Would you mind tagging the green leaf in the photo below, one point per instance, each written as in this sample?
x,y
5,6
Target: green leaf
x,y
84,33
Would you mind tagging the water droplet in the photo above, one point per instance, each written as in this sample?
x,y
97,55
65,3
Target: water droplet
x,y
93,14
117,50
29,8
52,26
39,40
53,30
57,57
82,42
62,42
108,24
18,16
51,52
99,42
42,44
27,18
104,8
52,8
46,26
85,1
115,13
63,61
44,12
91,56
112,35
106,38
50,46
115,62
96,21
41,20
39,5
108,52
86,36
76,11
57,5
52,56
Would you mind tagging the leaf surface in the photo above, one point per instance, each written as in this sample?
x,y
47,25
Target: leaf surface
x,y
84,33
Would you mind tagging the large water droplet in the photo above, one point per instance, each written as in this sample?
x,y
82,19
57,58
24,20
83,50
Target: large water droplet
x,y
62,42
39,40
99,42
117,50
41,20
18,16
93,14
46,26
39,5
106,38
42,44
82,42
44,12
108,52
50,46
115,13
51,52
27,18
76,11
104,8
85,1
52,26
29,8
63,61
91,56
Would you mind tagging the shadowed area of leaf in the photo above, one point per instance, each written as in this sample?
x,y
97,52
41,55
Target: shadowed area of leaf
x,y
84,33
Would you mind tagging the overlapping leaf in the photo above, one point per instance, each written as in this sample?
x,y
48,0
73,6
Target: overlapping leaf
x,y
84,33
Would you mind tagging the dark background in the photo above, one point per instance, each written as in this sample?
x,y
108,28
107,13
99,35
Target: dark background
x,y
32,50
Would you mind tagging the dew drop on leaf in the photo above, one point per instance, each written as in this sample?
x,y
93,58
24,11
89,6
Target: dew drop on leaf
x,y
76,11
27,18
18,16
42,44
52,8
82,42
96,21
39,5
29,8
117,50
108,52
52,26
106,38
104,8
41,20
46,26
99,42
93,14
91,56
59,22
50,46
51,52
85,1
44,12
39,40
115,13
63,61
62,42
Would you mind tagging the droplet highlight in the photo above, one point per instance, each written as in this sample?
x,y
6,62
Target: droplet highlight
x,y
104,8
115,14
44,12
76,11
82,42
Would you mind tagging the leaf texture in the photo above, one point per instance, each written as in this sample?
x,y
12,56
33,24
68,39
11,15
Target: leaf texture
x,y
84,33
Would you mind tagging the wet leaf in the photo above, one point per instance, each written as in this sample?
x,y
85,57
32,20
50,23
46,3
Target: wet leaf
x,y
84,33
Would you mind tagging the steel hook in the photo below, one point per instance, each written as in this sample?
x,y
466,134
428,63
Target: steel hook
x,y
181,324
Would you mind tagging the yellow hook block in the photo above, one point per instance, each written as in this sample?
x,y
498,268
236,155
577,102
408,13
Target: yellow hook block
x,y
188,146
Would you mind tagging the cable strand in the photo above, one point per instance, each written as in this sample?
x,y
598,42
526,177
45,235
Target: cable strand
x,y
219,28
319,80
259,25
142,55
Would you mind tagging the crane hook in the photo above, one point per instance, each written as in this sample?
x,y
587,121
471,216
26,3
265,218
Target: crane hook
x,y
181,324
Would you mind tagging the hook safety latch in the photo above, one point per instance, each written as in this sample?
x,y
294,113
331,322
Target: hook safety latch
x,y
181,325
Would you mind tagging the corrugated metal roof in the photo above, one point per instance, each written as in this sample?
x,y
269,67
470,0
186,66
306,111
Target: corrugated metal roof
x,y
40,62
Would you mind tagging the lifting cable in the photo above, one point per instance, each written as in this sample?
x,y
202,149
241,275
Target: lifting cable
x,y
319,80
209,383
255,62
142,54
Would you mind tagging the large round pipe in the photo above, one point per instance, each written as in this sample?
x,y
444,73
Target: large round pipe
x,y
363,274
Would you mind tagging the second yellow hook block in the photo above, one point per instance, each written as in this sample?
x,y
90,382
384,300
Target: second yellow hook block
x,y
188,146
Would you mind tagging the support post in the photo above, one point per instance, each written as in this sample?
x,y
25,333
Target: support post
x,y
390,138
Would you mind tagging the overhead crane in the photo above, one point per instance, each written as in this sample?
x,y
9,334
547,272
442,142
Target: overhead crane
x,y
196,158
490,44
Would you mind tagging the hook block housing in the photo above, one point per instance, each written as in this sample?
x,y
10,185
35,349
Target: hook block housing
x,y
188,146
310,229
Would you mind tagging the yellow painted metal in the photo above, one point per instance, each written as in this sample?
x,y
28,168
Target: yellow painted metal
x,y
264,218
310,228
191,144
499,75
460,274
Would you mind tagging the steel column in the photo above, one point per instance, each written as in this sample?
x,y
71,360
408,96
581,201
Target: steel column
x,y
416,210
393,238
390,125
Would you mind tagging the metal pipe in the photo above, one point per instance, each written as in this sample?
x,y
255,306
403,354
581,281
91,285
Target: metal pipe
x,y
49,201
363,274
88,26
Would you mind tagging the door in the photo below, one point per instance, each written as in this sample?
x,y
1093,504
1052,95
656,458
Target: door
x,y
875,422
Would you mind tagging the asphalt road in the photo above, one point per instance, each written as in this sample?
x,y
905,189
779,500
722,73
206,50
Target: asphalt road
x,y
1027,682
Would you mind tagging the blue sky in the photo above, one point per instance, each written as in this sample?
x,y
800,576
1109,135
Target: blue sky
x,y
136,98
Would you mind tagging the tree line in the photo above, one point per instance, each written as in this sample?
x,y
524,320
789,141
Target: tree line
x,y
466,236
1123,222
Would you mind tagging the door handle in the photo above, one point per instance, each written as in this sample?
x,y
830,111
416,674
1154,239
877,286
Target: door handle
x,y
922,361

--

__EXERCISE__
Please copy out, unchanged, the stretch of the items that opens with the line containing "Would you mind tagging the asphalt" and runs through the end of the items, both ends included.

__FINAL RESULT__
Would you mind tagging the asphalt road in the photo above, one point per instance, each written as in this sample?
x,y
905,189
779,500
722,73
206,50
Target: asphalt road
x,y
1027,682
Would you mind tagging the blue sky in the photo above, one point per instance, each written as in this sample?
x,y
800,576
1109,135
Target: blue sky
x,y
136,98
Would you mind tagging the tree line in the photo above, one point per instance, each written as in this sample?
x,y
524,320
789,141
Target: tree line
x,y
466,236
1123,222
Would you mind tagging the door handle in the photo above, one point per instance, each written as in this sample?
x,y
830,111
416,674
1154,239
877,286
Target: door handle
x,y
922,361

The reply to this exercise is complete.